## DOCUMENT SEGMENT
"""
For in GOD we live, and move, and have our being. - Acts 17:28

The Joy of a Teacher is the Success of his Students. - Samuel Dominic Chukwuemeka

Solved Examples - Numbers

Samuel Dominic Chukwuemeka (SamDom For Peace) For ACT Students
The ACT is a timed exam...$60$ questions for $60$ minutes
This implies that you have to solve each question in one minute.
Some questions will typically take less than a minute a solve.
Some questions will typically take more than a minute to solve.
The goal is to maximize your time. You use the time saved on those questions you solved in less than a minute, to solve the questions that will take more than a minute.
"""
## SUPPLIED RECORDS
"""
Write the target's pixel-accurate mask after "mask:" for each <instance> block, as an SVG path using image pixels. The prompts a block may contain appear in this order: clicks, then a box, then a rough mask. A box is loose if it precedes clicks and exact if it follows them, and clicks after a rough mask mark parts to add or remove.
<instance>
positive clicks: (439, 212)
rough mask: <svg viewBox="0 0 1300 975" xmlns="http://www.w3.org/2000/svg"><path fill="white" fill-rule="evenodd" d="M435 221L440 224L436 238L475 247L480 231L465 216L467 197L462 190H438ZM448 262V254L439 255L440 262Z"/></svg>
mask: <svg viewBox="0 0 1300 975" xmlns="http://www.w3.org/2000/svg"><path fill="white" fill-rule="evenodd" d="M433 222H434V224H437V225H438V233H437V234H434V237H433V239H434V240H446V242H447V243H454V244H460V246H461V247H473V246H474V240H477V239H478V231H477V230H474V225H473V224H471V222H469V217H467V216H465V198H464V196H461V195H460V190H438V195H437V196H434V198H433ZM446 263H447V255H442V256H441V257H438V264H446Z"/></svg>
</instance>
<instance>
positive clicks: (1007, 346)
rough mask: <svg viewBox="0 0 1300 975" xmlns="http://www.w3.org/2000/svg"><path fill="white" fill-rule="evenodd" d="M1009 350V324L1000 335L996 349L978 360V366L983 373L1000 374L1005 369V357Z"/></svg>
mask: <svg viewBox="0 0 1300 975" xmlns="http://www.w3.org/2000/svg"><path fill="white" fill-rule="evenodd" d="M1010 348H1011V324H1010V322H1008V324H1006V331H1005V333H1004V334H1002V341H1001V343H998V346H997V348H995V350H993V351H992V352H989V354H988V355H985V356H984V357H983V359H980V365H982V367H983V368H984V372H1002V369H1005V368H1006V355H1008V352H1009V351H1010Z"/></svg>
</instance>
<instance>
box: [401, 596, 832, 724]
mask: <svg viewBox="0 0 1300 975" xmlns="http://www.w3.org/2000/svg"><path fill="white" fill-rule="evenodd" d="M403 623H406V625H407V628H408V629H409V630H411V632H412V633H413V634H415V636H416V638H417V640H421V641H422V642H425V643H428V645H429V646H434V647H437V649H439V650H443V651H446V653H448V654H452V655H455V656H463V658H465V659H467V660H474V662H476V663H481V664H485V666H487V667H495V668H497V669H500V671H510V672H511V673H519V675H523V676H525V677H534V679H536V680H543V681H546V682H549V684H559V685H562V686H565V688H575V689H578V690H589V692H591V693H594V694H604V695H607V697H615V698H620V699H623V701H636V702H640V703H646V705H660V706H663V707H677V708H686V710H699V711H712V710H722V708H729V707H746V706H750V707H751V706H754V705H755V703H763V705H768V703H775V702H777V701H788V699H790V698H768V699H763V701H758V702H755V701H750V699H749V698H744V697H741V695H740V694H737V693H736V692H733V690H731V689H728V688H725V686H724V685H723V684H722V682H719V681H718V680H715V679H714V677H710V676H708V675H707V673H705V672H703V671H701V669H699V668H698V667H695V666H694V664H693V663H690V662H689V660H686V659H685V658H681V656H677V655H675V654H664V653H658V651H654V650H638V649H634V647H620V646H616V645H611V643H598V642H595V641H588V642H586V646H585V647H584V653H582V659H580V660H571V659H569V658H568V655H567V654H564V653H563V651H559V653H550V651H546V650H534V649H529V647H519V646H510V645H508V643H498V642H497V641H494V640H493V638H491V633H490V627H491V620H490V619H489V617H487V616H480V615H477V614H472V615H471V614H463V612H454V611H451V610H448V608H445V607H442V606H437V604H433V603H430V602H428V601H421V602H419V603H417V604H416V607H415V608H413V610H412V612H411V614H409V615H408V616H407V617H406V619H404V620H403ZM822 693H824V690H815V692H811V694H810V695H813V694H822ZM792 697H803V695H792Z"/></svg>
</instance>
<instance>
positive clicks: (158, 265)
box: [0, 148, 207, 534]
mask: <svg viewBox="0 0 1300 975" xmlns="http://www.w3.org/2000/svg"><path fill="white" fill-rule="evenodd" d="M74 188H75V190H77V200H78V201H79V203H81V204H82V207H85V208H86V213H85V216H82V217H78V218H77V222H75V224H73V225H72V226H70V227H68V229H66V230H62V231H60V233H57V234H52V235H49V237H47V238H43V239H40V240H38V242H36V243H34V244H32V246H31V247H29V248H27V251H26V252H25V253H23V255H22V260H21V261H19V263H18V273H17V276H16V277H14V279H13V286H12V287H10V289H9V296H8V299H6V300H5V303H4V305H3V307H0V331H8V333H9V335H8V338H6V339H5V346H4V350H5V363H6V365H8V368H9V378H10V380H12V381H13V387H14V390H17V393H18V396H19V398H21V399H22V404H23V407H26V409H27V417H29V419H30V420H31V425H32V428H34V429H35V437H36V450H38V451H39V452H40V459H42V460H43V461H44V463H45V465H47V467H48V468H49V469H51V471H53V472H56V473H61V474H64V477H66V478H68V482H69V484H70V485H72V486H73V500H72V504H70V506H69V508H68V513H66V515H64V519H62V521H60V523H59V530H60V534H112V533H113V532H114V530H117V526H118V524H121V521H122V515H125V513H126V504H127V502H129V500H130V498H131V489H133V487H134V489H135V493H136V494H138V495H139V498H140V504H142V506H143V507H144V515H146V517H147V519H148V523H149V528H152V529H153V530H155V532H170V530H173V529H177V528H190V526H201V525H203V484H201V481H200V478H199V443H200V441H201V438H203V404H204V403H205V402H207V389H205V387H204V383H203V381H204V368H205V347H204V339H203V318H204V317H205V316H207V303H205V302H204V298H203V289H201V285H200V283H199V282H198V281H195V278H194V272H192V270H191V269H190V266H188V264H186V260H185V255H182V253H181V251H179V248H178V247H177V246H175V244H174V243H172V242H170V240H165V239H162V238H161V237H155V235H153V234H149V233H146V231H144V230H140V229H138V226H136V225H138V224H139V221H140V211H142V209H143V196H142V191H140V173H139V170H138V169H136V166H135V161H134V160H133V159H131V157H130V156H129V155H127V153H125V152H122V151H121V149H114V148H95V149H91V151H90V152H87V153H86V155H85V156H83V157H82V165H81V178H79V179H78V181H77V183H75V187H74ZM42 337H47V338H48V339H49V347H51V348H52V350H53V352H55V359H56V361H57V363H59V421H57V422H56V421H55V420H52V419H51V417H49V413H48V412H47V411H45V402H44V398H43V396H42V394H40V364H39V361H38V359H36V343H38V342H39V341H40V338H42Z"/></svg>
"""
## WHAT YOU WILL DO
1. Answer these from the ACT study page:
(a) How many questions and how many minutes does the ACT have?
(b) Which Bible verse is cited at the very top?
(c) In the quote credited to Samuel Dominic Chukwuemeka, what is the joy of a teacher?
2. From the ACT study page, list every length of time it says a single question may take to solve.

## SOLUTIONS BY TASK
1.
(a) 60 questions and 60 minutes.
(b) Acts 17:28.
(c) The success of his students.

2.
- One minute each, on average (60 questions in 60 minutes)
- Less than a minute
- More than a minute